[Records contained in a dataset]

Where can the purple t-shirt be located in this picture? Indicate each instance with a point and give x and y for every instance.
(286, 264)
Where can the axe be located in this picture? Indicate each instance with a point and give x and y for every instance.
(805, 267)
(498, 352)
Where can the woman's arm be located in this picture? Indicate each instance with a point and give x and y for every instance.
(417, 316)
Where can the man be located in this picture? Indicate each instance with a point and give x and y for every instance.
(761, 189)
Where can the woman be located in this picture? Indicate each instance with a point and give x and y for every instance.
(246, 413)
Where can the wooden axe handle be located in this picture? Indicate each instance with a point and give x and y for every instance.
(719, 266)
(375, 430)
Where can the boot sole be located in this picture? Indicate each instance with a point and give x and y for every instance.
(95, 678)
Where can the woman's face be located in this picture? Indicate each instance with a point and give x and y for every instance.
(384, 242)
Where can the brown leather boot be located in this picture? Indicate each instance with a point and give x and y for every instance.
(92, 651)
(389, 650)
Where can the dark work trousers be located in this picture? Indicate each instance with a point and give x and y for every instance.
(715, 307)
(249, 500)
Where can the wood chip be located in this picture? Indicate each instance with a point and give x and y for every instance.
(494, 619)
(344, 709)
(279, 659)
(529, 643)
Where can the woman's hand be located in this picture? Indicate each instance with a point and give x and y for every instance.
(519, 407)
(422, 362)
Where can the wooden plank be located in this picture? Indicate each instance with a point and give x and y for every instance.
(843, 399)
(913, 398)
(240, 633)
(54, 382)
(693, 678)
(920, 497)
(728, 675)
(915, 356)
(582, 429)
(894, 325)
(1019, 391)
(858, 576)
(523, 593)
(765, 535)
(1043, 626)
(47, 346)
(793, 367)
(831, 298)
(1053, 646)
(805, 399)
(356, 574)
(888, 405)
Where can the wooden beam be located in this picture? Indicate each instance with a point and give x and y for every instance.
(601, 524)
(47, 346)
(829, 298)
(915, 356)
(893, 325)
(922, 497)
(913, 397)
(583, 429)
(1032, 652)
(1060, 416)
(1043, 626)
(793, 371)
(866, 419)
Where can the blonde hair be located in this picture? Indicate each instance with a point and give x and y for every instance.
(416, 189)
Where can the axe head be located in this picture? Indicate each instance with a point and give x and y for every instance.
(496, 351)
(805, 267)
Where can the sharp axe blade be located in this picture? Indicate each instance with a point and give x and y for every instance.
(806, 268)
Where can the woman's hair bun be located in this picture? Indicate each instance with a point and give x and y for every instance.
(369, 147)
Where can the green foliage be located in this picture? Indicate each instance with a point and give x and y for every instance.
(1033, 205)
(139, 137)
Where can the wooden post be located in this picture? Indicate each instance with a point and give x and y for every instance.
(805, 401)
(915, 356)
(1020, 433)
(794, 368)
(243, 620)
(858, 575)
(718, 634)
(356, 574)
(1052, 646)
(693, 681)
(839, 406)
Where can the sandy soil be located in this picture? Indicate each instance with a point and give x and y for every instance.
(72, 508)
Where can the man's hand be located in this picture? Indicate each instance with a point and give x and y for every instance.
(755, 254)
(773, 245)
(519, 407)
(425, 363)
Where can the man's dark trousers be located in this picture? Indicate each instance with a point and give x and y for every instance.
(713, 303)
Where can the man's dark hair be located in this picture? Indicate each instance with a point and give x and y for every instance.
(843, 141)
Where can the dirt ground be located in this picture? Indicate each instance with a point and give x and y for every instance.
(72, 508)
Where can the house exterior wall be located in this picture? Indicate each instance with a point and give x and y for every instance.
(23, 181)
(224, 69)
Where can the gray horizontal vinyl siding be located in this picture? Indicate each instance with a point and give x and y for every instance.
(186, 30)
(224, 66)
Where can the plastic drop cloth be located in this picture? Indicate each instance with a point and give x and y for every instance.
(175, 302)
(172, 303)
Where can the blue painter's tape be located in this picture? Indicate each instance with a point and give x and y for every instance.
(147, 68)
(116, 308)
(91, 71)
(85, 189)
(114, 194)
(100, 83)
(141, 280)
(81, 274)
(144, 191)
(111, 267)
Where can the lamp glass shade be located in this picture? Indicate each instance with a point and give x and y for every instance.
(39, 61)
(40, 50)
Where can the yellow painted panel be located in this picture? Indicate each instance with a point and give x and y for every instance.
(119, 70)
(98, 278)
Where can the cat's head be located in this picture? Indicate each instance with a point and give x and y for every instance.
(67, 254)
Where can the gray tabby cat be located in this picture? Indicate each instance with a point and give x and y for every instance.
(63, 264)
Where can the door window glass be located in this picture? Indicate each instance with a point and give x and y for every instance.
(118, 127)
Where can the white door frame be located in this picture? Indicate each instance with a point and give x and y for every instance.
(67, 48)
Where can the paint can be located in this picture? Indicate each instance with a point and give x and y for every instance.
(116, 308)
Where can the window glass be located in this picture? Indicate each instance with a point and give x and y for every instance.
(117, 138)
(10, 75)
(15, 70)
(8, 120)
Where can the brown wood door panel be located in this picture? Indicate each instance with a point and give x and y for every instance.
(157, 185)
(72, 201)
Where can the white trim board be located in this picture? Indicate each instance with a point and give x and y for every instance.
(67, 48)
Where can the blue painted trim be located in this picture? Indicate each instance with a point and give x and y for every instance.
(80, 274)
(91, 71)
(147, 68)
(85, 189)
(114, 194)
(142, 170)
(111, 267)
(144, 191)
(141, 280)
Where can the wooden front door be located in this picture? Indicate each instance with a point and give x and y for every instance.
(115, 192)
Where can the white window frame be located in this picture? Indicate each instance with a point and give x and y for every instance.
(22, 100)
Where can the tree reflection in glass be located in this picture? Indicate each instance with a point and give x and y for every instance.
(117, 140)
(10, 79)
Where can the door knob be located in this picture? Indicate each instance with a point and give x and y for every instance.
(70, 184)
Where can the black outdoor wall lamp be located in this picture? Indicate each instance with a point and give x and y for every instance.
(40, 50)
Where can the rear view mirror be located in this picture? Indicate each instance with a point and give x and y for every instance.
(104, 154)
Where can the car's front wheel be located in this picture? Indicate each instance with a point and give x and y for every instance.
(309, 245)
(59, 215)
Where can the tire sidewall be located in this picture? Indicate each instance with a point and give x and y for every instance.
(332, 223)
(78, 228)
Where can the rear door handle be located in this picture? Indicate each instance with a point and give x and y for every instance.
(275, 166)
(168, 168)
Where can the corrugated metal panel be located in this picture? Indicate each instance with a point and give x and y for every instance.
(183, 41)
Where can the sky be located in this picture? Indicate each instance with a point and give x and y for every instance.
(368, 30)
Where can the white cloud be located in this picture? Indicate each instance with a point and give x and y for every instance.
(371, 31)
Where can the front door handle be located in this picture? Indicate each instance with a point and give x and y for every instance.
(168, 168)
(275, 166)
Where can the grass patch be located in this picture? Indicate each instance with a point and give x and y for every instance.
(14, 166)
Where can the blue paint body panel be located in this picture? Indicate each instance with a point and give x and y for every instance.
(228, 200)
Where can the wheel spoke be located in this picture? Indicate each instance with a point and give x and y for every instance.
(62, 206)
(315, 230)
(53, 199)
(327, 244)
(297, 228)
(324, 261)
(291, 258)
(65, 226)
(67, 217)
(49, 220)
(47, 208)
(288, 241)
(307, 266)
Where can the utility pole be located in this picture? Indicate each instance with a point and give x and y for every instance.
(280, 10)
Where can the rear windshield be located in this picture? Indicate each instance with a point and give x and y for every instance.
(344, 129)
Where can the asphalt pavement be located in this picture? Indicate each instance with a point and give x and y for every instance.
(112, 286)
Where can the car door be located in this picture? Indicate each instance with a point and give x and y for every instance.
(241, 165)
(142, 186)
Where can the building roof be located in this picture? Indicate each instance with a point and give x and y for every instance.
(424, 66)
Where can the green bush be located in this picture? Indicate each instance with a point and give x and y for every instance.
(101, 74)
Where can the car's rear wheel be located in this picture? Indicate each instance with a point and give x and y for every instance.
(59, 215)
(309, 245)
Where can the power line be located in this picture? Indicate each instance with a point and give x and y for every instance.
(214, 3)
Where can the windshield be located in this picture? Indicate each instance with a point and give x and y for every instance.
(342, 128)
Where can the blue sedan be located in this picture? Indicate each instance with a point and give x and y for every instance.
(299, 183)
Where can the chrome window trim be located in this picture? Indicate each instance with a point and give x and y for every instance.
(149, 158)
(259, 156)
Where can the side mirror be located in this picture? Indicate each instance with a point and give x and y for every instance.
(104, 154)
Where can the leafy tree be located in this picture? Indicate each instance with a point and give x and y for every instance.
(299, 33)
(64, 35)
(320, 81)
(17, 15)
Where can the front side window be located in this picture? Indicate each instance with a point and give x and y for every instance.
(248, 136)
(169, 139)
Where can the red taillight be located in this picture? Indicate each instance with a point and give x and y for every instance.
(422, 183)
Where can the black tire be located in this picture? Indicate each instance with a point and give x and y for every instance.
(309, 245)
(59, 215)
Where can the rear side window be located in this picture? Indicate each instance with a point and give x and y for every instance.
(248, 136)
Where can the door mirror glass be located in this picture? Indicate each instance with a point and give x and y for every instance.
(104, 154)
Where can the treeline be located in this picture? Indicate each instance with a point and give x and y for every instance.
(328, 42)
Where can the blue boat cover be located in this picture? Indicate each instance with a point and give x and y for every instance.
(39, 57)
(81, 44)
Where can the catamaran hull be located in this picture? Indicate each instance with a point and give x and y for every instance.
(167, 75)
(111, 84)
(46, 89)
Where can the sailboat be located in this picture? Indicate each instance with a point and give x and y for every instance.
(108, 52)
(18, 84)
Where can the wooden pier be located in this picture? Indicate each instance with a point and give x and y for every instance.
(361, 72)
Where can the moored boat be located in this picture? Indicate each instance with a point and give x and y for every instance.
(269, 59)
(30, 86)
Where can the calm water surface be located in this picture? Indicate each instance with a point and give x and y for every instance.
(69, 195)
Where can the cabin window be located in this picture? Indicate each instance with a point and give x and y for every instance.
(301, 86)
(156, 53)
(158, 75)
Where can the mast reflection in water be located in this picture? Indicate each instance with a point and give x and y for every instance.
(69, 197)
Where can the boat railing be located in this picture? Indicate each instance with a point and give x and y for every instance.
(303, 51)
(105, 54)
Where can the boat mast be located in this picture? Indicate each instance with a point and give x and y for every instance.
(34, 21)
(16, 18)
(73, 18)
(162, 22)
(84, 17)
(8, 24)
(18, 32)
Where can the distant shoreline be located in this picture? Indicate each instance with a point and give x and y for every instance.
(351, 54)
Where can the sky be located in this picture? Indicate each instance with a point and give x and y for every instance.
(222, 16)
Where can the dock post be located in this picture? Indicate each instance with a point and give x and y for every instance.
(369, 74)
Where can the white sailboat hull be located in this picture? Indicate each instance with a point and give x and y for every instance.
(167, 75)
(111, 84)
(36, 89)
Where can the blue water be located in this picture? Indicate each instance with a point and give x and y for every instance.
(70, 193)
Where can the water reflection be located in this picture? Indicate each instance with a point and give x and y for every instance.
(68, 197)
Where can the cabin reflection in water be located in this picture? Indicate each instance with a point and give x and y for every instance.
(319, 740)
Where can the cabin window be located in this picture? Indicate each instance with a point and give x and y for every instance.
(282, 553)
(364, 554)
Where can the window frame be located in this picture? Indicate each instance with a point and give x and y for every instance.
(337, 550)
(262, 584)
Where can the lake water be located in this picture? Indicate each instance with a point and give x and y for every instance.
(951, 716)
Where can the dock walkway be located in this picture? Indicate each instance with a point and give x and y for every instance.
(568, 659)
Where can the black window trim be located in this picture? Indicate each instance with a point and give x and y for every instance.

Exercise:
Quote, word for word, every line starting at the one that contains "Where can the distant" and ending with the final line of the entries.

The reply:
Where can the distant shoreline be located in this picture? Indicate each instance with a point and give x and y for every instance.
(351, 54)
Where can the sky be located in this picture? Indicate each instance with a point and give x and y for every instance.
(222, 16)
Where can the dock post be located in this picture? Indicate each instance with a point and give x and y for every instance.
(369, 74)
Where can the white sailboat hull be located in this picture? Indicate each instance with a point and give x and y for every instance.
(167, 75)
(111, 84)
(36, 89)
Where can the blue water be located in this picture? Indicate each instance with a point and give x and y for every instance.
(70, 193)
Where can the water reflection be located in this picture? Indicate each instance with a point and give x and y for every instance.
(68, 197)
Where can the cabin reflection in water be located in this picture? Indicate each instance with a point and give x and y for every instance.
(319, 740)
Where can the cabin window be located in this picture? Indicate each instance with a point and give x and y for every instance.
(282, 553)
(364, 554)
Where can the window frame be located in this picture? Indicate each instance with a point and give x and y for every instance.
(337, 550)
(262, 584)
Where can the lake water be located in this picture? Indicate each instance with a point and give x and y for every instance.
(951, 716)
Where can the dock walkway be located in this picture? Indicate each instance with a point and give x and y for every instance.
(568, 659)
Where can the black window trim be located in this picture? Indicate each instance with a point and give x and y for every instance.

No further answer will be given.